§ **Exercise directions**
Pick out each line in the records below that contains the string "sign", matching case, and copy those lines.

[Dataset entries]
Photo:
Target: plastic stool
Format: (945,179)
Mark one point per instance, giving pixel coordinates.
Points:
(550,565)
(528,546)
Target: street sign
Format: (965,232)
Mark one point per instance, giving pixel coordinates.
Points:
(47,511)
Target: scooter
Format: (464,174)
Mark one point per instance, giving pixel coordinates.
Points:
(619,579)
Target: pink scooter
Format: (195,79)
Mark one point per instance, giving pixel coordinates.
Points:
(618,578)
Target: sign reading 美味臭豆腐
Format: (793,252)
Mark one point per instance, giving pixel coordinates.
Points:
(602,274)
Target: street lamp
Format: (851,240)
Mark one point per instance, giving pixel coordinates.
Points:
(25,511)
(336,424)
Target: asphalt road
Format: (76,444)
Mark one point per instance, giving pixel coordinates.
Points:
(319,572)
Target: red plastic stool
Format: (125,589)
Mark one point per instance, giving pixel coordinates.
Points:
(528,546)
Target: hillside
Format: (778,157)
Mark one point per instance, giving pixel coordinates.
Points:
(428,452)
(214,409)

--

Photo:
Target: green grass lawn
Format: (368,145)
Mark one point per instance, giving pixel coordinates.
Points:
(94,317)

--

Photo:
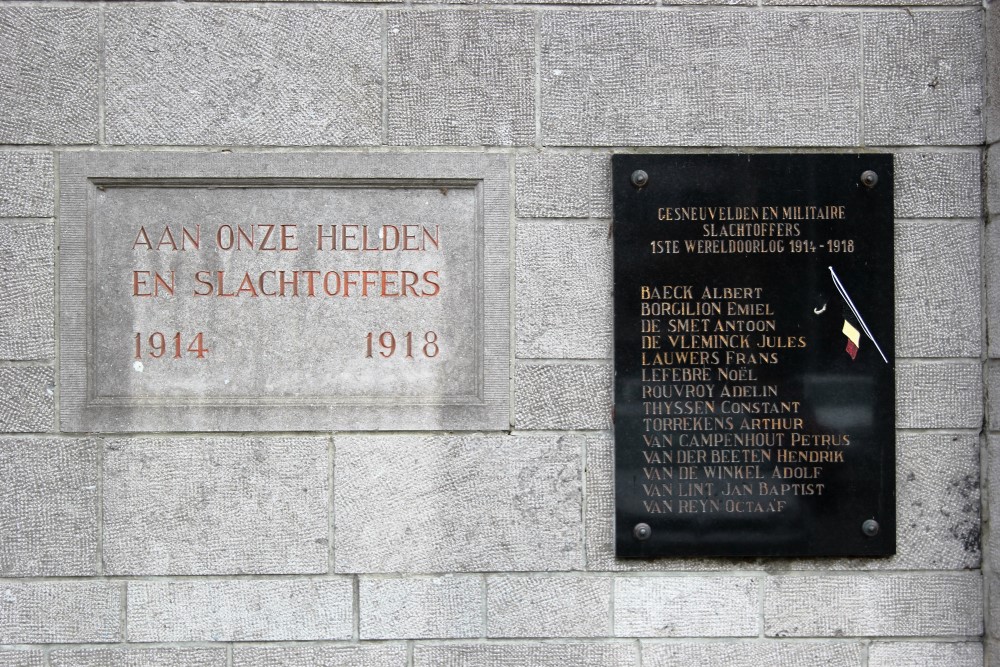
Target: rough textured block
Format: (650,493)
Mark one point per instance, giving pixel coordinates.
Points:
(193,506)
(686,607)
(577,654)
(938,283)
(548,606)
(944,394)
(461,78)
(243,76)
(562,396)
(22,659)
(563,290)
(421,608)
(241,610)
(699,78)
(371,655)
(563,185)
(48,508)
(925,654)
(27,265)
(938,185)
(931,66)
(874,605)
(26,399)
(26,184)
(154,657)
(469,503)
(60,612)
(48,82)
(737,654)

§ **Response to the task**
Target: street sign
Target: sign reading 美味臭豆腐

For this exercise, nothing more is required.